## DATA FOR THIS EXERCISE
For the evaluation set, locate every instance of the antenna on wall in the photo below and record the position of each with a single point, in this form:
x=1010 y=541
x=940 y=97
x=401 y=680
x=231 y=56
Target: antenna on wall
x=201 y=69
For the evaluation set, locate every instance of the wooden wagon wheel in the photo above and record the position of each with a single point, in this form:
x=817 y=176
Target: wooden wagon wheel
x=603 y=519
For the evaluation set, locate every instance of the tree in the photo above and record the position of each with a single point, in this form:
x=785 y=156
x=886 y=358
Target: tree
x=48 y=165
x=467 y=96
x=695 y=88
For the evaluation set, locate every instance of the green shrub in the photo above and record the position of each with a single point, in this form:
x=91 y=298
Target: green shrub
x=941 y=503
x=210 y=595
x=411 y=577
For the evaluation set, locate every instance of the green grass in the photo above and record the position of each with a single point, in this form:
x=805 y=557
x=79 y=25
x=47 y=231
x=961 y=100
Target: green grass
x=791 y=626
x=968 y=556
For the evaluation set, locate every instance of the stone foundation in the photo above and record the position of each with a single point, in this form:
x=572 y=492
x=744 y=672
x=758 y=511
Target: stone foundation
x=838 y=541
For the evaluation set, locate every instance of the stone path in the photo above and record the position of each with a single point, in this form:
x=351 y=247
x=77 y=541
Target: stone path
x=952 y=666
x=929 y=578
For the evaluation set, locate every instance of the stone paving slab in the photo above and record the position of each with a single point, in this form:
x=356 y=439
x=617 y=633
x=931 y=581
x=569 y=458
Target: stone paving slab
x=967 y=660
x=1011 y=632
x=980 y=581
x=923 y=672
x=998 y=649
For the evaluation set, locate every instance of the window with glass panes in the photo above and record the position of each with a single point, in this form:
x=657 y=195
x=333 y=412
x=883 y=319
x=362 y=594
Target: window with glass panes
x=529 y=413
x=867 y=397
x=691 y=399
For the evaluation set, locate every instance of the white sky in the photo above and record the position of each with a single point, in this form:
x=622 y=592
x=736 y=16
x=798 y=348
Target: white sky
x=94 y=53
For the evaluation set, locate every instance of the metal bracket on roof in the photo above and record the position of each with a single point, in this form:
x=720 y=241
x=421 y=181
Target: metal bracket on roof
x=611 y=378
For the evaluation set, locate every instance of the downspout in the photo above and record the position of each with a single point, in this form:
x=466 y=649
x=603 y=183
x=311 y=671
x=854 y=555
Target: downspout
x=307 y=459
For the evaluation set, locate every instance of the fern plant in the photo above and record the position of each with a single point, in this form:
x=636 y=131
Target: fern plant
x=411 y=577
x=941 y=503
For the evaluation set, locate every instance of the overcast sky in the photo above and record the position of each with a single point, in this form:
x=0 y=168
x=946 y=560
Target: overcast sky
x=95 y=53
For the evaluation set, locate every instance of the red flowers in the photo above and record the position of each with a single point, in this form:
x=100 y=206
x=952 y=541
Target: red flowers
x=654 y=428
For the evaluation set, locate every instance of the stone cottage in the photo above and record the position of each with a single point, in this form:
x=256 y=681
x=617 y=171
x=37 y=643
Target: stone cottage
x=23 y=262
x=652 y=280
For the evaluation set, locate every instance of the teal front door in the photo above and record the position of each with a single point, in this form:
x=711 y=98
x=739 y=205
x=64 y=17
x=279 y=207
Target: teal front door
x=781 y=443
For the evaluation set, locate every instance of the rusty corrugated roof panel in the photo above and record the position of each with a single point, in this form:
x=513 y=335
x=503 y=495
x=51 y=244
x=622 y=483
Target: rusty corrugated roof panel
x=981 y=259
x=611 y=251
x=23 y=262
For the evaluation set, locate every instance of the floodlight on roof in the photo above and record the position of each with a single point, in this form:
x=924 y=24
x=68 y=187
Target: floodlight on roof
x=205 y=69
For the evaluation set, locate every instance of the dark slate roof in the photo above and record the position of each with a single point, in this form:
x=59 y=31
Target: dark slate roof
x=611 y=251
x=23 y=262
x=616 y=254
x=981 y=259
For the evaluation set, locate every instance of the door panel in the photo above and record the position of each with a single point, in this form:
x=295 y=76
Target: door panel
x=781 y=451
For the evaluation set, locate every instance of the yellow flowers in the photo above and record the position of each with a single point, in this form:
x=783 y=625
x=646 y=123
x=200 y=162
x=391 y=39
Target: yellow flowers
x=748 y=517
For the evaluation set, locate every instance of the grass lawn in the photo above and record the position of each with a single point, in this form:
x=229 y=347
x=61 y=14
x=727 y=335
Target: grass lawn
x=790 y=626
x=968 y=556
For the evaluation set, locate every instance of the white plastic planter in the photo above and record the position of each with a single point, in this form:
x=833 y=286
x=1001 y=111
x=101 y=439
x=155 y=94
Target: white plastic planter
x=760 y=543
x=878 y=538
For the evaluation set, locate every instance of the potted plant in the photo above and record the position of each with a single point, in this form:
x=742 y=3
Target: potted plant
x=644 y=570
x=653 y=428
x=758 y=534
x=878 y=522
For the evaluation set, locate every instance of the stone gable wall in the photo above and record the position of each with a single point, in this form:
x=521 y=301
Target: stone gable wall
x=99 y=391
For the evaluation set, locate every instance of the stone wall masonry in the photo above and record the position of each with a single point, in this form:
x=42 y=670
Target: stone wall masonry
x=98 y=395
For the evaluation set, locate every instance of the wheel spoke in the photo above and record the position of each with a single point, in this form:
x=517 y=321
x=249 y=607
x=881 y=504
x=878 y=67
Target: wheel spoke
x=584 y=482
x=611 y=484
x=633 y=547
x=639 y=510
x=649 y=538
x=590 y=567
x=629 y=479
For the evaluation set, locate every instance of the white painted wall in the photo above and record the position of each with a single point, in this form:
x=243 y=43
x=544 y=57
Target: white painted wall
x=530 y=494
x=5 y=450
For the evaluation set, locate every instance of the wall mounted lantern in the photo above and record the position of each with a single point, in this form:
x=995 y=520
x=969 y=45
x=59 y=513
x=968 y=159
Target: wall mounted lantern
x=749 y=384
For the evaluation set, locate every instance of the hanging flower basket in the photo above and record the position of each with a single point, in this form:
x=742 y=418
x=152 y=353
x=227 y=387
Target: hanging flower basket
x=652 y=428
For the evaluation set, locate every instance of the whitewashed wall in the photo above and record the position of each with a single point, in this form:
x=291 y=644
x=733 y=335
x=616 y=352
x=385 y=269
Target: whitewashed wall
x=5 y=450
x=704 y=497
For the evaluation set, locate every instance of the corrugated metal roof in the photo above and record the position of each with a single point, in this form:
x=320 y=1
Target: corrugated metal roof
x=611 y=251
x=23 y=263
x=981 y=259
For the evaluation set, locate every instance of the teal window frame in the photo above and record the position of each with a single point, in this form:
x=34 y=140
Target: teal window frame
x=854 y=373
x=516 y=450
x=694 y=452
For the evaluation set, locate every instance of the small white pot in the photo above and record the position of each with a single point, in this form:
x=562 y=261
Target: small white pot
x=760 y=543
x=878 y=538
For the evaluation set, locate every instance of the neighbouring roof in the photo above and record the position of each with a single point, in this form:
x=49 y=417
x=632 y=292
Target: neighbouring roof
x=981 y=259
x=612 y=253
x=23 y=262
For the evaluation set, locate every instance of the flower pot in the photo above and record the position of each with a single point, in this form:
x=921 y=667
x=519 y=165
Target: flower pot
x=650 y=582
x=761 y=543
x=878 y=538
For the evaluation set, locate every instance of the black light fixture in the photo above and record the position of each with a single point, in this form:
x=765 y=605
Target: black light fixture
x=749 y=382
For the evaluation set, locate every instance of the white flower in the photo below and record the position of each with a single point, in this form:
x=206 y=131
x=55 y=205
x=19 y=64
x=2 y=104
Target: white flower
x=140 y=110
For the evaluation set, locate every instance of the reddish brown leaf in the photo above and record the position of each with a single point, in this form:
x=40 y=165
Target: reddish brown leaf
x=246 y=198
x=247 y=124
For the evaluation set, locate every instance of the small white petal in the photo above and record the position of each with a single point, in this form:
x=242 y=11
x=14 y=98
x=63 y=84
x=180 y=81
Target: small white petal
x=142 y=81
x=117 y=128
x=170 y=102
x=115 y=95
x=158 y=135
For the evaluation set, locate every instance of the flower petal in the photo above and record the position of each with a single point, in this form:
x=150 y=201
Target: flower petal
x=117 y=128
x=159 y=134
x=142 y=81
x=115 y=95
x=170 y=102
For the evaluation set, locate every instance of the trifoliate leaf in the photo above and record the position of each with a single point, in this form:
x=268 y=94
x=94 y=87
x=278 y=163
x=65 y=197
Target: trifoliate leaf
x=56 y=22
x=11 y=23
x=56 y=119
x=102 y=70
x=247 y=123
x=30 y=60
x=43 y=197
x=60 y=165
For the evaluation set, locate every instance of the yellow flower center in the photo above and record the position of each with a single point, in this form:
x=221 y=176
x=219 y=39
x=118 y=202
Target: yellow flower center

## TASK STATEMENT
Rewrite the records from the line with "For the evaluation set, locate every instance of the downspout" to the line with "x=307 y=459", substituting "drainpipe" for "downspout" and leaving everything else unchanged.

## ANSWER
For the evaluation set, locate every instance of the drainpipe in the photo above and record the position of each with a single point, in this form:
x=466 y=649
x=603 y=183
x=311 y=671
x=854 y=555
Target: drainpipe
x=307 y=459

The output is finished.